**Requirements:**
Duplicate the data between the line holding "Outline green tree above." and the line holding "350, 546, 435, 701", inclusive.
Start Supplied information
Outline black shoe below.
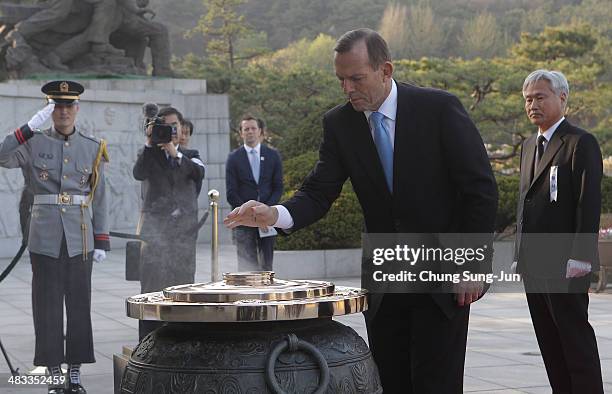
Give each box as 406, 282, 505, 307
66, 382, 87, 394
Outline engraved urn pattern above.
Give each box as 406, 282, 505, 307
121, 319, 382, 394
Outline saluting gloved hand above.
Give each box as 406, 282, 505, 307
15, 103, 55, 143
93, 249, 106, 263
28, 103, 55, 130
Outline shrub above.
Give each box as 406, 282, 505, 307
276, 152, 363, 250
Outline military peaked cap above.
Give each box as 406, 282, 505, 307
40, 81, 85, 104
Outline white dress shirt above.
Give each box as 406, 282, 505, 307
538, 116, 565, 151
273, 79, 397, 230
538, 116, 591, 274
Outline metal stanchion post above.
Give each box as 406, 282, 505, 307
208, 189, 221, 282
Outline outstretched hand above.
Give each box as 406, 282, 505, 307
223, 200, 278, 229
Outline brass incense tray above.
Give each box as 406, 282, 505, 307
126, 271, 368, 323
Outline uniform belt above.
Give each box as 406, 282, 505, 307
34, 194, 88, 205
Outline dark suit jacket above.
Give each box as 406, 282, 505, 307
283, 83, 497, 314
515, 120, 603, 278
133, 147, 205, 238
225, 144, 283, 208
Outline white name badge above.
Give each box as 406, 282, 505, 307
550, 166, 559, 202
259, 226, 278, 238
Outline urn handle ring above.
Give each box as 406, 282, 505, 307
266, 334, 329, 394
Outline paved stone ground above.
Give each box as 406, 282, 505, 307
0, 245, 612, 394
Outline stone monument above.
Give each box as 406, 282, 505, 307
0, 0, 172, 79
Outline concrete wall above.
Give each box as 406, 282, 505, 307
0, 79, 229, 257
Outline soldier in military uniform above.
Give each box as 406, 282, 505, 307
0, 81, 110, 394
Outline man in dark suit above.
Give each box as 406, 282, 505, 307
515, 70, 603, 394
225, 116, 283, 271
133, 107, 204, 339
225, 29, 497, 394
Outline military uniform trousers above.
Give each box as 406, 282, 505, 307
30, 234, 96, 366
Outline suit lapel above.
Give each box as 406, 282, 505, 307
393, 82, 418, 196
238, 145, 261, 183
257, 144, 268, 184
521, 136, 536, 192
531, 121, 568, 186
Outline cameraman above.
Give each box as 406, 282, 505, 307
133, 107, 204, 339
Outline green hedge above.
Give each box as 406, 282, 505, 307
276, 152, 612, 250
276, 152, 363, 250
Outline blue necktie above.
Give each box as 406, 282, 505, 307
249, 149, 259, 183
370, 112, 393, 193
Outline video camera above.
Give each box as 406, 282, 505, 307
142, 103, 177, 146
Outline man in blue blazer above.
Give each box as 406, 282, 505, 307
225, 29, 497, 394
225, 116, 283, 271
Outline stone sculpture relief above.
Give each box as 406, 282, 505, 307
0, 0, 172, 79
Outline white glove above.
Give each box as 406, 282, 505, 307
565, 259, 591, 279
28, 103, 55, 131
94, 249, 106, 263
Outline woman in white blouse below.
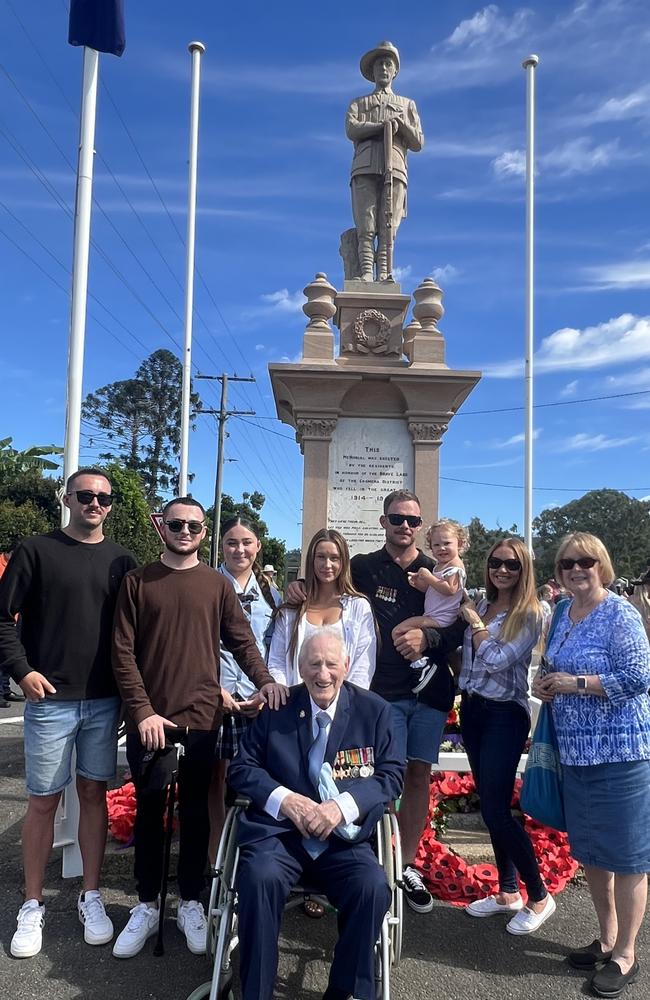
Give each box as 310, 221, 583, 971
459, 538, 555, 934
268, 528, 377, 688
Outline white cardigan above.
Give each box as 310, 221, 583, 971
268, 594, 377, 690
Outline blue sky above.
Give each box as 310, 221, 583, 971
0, 0, 650, 546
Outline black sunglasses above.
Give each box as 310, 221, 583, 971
68, 490, 113, 507
386, 514, 422, 528
165, 517, 204, 535
488, 556, 521, 573
558, 556, 600, 570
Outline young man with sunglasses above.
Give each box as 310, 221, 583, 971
113, 497, 286, 958
0, 469, 136, 958
351, 490, 462, 913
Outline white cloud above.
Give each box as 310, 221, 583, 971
539, 136, 625, 176
492, 149, 526, 177
446, 3, 532, 48
492, 136, 631, 178
582, 260, 650, 291
492, 427, 542, 448
484, 313, 650, 378
564, 434, 637, 451
431, 264, 461, 285
260, 288, 306, 313
589, 85, 650, 122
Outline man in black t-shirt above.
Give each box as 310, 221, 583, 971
0, 469, 136, 958
350, 490, 454, 913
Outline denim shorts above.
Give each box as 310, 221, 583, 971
389, 698, 447, 764
562, 760, 650, 875
25, 697, 120, 795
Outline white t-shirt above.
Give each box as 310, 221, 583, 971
424, 566, 467, 625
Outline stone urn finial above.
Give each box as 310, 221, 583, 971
413, 278, 445, 334
302, 271, 336, 333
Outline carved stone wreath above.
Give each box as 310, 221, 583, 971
354, 309, 390, 354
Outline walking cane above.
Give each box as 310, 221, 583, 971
153, 743, 185, 957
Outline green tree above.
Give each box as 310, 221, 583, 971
533, 490, 650, 582
0, 500, 54, 552
0, 438, 63, 476
463, 517, 518, 587
83, 348, 202, 507
104, 464, 163, 563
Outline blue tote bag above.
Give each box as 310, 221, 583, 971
519, 601, 566, 832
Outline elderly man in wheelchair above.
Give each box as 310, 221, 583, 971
228, 627, 403, 1000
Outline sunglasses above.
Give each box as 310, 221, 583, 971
488, 556, 521, 573
558, 556, 599, 570
68, 490, 113, 507
386, 514, 422, 528
165, 517, 204, 535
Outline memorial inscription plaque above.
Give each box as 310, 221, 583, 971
327, 417, 413, 555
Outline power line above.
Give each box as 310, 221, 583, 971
440, 476, 650, 493
455, 389, 650, 417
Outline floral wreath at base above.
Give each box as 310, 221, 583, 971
416, 771, 579, 906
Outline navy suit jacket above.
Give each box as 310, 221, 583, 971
228, 681, 404, 844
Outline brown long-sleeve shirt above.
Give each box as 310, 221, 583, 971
113, 562, 273, 731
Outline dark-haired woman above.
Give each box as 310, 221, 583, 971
268, 528, 377, 688
459, 538, 555, 934
210, 517, 282, 858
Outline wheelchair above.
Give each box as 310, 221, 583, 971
187, 798, 404, 1000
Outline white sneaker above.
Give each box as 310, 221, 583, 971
113, 903, 160, 958
10, 899, 45, 958
77, 889, 113, 944
506, 892, 555, 934
176, 899, 208, 955
465, 896, 524, 917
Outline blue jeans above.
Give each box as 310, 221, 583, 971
388, 696, 447, 764
460, 692, 546, 903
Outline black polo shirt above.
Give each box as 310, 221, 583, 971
350, 546, 435, 701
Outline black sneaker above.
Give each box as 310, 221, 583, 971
402, 865, 433, 913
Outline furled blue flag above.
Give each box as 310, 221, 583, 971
68, 0, 126, 56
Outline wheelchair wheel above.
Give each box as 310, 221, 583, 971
377, 813, 404, 968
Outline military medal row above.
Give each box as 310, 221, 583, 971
332, 747, 375, 780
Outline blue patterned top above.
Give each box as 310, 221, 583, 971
458, 600, 542, 715
546, 593, 650, 766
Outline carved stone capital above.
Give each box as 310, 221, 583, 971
409, 420, 449, 444
296, 417, 336, 444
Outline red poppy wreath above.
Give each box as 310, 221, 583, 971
416, 771, 578, 906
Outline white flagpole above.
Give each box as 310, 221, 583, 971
522, 55, 539, 555
61, 46, 99, 526
178, 42, 205, 497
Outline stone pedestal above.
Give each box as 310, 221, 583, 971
269, 274, 480, 554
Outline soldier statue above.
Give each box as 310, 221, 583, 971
345, 42, 424, 281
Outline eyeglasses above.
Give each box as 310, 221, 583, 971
68, 490, 113, 507
488, 556, 521, 573
558, 556, 600, 571
165, 517, 204, 535
386, 514, 422, 528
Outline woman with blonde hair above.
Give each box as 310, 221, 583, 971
268, 528, 377, 688
459, 538, 555, 934
533, 532, 650, 997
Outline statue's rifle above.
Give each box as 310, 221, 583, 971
384, 121, 394, 279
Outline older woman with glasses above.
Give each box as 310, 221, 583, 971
533, 532, 650, 997
459, 538, 555, 934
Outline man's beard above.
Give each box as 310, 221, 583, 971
165, 538, 203, 556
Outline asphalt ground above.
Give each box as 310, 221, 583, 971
0, 705, 650, 1000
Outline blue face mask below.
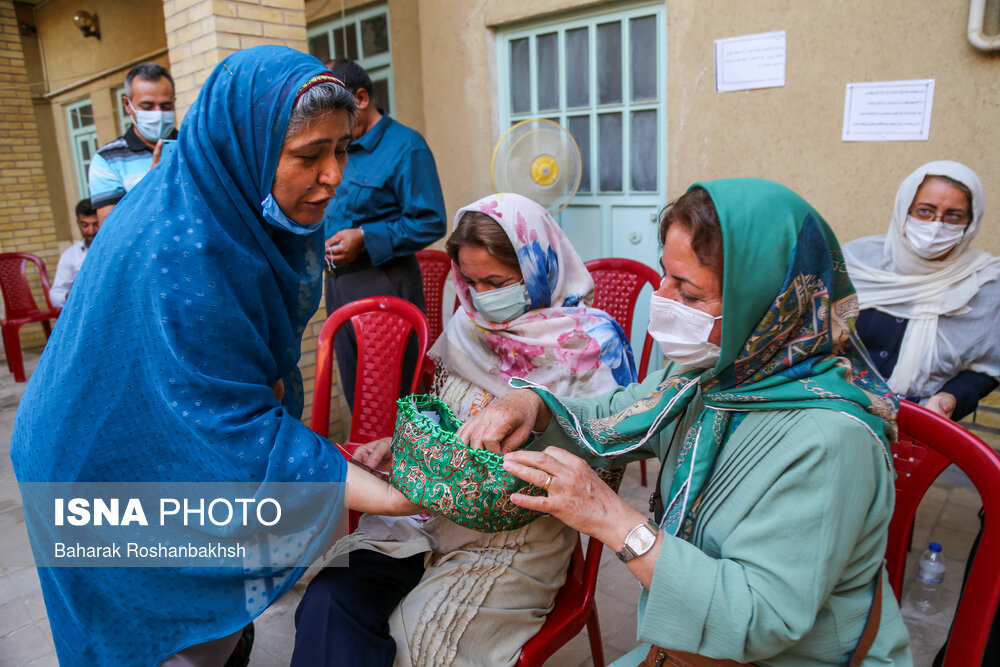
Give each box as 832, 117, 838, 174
260, 194, 323, 236
469, 282, 529, 324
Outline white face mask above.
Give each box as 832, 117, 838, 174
469, 281, 531, 324
649, 294, 722, 368
903, 215, 965, 259
132, 107, 174, 142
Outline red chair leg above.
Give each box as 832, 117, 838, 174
3, 326, 25, 382
587, 607, 604, 667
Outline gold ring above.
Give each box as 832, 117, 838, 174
542, 473, 552, 493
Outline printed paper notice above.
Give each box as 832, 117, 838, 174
842, 79, 934, 141
715, 30, 785, 93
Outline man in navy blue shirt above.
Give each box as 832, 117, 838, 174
324, 60, 448, 406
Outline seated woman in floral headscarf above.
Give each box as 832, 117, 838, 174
292, 194, 636, 665
459, 178, 912, 667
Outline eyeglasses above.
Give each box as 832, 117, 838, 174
910, 206, 969, 225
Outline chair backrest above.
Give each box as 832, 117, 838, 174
586, 257, 660, 382
885, 401, 1000, 667
0, 252, 53, 320
310, 296, 428, 444
417, 250, 451, 344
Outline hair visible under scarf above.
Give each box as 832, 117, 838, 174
285, 74, 358, 140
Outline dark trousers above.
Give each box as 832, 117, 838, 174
291, 550, 424, 667
933, 509, 1000, 667
325, 255, 424, 410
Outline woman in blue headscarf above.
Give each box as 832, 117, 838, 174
11, 46, 414, 666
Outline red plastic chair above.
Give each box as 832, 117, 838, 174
0, 252, 59, 382
885, 401, 1000, 667
309, 296, 428, 452
586, 257, 661, 486
417, 250, 457, 389
517, 537, 604, 667
309, 296, 428, 531
417, 250, 451, 344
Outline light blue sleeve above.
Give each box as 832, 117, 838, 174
87, 153, 125, 209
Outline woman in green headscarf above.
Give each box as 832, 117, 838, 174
460, 179, 912, 665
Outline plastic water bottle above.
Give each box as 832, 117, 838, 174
913, 542, 945, 614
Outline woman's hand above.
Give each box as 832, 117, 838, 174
326, 227, 365, 266
503, 447, 667, 588
924, 391, 956, 419
347, 464, 424, 516
503, 447, 645, 550
458, 389, 552, 454
354, 438, 392, 473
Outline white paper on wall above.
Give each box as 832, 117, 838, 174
715, 30, 785, 93
841, 79, 934, 141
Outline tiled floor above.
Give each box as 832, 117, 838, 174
0, 355, 1000, 667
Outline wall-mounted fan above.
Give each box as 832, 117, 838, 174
490, 118, 582, 215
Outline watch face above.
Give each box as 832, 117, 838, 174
625, 524, 656, 556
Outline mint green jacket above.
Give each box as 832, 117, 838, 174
539, 371, 913, 667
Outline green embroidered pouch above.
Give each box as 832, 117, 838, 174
390, 394, 543, 533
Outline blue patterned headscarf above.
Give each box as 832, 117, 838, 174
11, 46, 345, 666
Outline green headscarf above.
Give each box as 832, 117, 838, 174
511, 178, 898, 537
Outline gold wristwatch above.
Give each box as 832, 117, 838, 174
615, 521, 660, 563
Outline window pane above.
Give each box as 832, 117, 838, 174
510, 37, 531, 113
372, 79, 392, 113
535, 32, 559, 110
597, 21, 622, 104
361, 14, 389, 58
597, 113, 622, 192
80, 104, 94, 127
566, 28, 590, 107
631, 109, 657, 192
309, 33, 331, 63
569, 116, 590, 192
333, 23, 358, 60
630, 16, 656, 102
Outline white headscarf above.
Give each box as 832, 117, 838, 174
844, 160, 1000, 396
428, 193, 635, 396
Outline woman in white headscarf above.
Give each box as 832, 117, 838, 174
844, 160, 1000, 421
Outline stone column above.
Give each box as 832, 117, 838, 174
0, 0, 59, 350
163, 0, 306, 120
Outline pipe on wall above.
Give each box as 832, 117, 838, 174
968, 0, 1000, 51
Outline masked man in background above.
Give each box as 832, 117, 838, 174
89, 62, 177, 223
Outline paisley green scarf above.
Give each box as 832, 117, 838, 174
511, 178, 898, 537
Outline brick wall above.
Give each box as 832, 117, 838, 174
0, 0, 59, 348
163, 0, 306, 122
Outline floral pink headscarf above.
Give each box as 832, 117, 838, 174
430, 193, 635, 396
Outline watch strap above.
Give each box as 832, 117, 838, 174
615, 520, 660, 563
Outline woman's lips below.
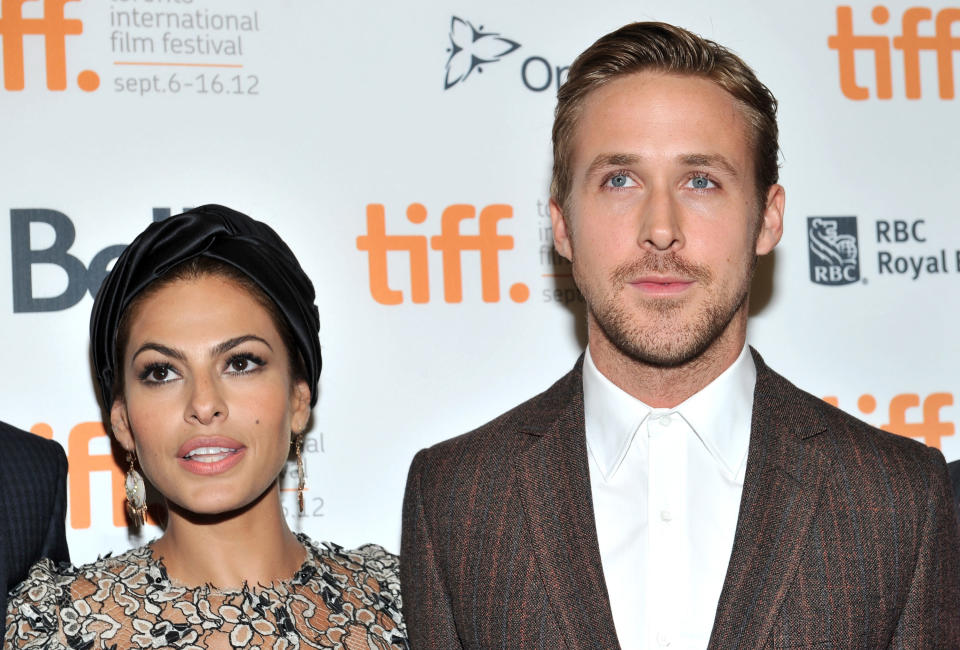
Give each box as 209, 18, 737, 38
177, 436, 247, 475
End Supplied information
**Complete output:**
Outline green tree above.
Give each box as 310, 221, 583, 971
533, 490, 650, 582
0, 500, 54, 552
0, 438, 63, 476
463, 517, 518, 587
83, 348, 202, 507
104, 464, 163, 563
Outline blue tote bag above.
Give each box as 310, 221, 583, 971
519, 601, 566, 832
Outline elderly man in wheelchair above.
Give each box as 310, 221, 583, 971
228, 627, 403, 1000
Outline sunglasses above.
Give each box as 310, 221, 583, 971
488, 556, 521, 573
558, 556, 599, 570
68, 490, 113, 507
386, 514, 422, 528
165, 517, 204, 535
Outline memorial inscription plaque above.
Give each box as 310, 221, 583, 971
327, 417, 413, 555
Outline power line above.
Give each box as 310, 221, 583, 971
440, 476, 650, 493
455, 389, 650, 417
Outline floral wreath at base above.
Give each box as 310, 221, 583, 971
416, 771, 579, 906
Outline navy suit jacket above.
Give each box as 310, 221, 583, 971
228, 681, 404, 844
Outline brown long-sleeve shirt above.
Give each box as 310, 221, 583, 971
113, 562, 273, 731
Outline dark-haired woman above.
Give each box as 310, 221, 583, 971
268, 528, 377, 688
459, 538, 555, 934
210, 517, 282, 858
Outline wheelchair above.
Give each box as 310, 221, 583, 971
187, 798, 404, 1000
Outline white sneaker above.
Give each box as 310, 221, 583, 971
113, 903, 160, 958
10, 899, 45, 958
77, 889, 113, 944
506, 892, 555, 934
176, 899, 208, 955
465, 896, 524, 917
Outline blue jeans above.
Give each box as 310, 221, 583, 971
388, 696, 447, 764
460, 692, 546, 903
Outline black polo shirt above.
Give each box as 310, 221, 583, 971
350, 546, 435, 701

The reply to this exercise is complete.